• _Quoted text_
▬▬▬

In the face of such a bleak forecast, it is easy to despair. In a survey of 10,000 children and young people across 10 countries, more than 45 per cent said their feelings about climate change ‘negatively affected their daily life and functioning’.
This impact was significantly higher in the four Global South countries included in the study: Brazil (50 per cent), Nigeria (66 per cent), the Philippines (74 per cent) and India (74 per cent). There is mounting speculation that the climate is increasingly a consideration in choosing whether or not to have children – although the evidence base for this seems limited.
So much environmentalist discourse, moreover, remains grounded in the notion of individual responsibility. But concepts like the ‘carbon footprint’, as brilliantly explored by the Australian journalist Jeff Sparrow’s recent book Crimes Against Nature, were explicitly invented by the world’s biggest polluters in order to let themselves – the real climate criminals – off the hook.

▬▬▬

• _Dataset rows_
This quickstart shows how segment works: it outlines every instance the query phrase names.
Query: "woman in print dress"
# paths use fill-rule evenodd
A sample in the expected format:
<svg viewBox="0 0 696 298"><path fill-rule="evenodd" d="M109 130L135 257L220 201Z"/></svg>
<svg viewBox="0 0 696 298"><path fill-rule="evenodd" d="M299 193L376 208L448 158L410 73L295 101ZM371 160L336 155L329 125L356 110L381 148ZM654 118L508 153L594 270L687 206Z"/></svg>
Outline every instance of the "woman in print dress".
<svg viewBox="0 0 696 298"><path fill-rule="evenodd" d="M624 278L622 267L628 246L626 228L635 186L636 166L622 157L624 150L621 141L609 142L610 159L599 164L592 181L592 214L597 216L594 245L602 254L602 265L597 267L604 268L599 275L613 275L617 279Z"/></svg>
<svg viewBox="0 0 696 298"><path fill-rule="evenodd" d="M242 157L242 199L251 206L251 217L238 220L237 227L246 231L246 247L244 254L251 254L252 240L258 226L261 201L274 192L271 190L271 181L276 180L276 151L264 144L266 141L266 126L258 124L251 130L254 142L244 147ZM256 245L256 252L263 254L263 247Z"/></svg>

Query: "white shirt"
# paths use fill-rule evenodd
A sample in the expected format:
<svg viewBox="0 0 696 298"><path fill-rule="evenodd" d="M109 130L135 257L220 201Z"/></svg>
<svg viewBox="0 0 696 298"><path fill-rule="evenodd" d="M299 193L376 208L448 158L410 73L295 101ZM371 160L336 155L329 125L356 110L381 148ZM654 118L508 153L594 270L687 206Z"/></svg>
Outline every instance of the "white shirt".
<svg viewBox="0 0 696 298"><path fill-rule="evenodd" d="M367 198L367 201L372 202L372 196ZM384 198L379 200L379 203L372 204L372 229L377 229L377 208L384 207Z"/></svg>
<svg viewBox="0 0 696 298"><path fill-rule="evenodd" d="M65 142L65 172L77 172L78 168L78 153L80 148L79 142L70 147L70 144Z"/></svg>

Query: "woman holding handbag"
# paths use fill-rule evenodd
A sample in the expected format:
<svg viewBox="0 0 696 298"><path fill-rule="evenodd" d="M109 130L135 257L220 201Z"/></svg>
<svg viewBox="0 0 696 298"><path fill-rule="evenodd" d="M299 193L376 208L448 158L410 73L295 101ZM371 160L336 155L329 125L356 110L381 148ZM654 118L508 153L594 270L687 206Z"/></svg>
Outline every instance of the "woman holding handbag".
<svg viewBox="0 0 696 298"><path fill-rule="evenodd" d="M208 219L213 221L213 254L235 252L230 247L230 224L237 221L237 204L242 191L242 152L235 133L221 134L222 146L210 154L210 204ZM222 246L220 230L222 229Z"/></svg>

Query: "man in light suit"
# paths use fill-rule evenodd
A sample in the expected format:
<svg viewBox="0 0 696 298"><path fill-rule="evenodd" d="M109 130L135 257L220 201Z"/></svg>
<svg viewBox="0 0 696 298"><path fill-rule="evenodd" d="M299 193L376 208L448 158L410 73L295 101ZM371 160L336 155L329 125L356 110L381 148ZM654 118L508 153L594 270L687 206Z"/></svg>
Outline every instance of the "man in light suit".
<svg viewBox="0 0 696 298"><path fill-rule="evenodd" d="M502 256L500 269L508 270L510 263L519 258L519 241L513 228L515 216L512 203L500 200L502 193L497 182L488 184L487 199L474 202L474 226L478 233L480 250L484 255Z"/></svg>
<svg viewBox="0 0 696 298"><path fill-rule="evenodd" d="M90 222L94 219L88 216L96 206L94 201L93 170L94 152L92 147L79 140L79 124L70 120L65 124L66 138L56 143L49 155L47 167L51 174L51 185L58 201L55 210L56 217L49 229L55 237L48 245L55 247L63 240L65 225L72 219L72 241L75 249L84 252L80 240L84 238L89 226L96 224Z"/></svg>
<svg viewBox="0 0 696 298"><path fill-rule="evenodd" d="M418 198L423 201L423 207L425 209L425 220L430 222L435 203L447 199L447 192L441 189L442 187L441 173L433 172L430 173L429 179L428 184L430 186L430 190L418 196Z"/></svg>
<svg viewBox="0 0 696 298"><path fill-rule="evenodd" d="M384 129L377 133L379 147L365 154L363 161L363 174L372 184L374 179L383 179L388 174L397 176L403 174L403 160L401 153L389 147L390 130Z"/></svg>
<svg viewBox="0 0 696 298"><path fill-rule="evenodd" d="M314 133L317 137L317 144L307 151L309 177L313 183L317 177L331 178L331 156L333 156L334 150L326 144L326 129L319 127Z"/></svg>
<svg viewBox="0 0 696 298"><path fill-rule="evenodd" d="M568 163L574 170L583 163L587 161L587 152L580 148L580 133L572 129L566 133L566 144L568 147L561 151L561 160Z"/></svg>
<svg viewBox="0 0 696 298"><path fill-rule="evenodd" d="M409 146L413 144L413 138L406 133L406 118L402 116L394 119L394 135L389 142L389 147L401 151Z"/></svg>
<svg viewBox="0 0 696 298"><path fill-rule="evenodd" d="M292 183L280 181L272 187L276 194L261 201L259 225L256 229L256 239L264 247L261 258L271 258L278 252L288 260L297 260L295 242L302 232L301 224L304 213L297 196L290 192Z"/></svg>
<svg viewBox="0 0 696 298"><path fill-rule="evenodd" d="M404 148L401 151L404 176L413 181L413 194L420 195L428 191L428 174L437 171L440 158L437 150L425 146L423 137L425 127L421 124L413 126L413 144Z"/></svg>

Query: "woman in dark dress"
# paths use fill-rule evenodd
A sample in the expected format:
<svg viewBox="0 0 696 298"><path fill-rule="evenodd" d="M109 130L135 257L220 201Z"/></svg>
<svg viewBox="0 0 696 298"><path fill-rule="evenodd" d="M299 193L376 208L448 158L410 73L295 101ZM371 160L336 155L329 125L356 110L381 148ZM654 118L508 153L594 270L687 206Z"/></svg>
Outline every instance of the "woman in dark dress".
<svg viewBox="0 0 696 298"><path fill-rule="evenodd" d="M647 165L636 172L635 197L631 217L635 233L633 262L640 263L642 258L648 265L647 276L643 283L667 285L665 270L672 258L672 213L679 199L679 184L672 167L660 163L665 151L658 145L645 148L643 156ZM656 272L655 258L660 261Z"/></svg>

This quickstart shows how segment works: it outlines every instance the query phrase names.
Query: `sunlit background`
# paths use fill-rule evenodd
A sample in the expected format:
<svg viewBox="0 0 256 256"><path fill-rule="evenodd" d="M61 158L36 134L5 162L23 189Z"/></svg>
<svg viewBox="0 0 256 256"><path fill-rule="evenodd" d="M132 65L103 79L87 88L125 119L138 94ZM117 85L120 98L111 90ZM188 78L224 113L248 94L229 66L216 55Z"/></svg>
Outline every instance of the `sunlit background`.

▬▬▬

• _Short task_
Reproduce word for word the part of the climate passage between "So much environmentalist" and "off the hook.", inclusive. The items were drawn from a different source than the climate passage.

• _The answer_
So much environmentalist discourse, moreover, remains grounded in the notion of individual responsibility. But concepts like the ‘carbon footprint’, as brilliantly explored by the Australian journalist Jeff Sparrow’s recent book Crimes Against Nature, were explicitly invented by the world’s biggest polluters in order to let themselves – the real climate criminals – off the hook.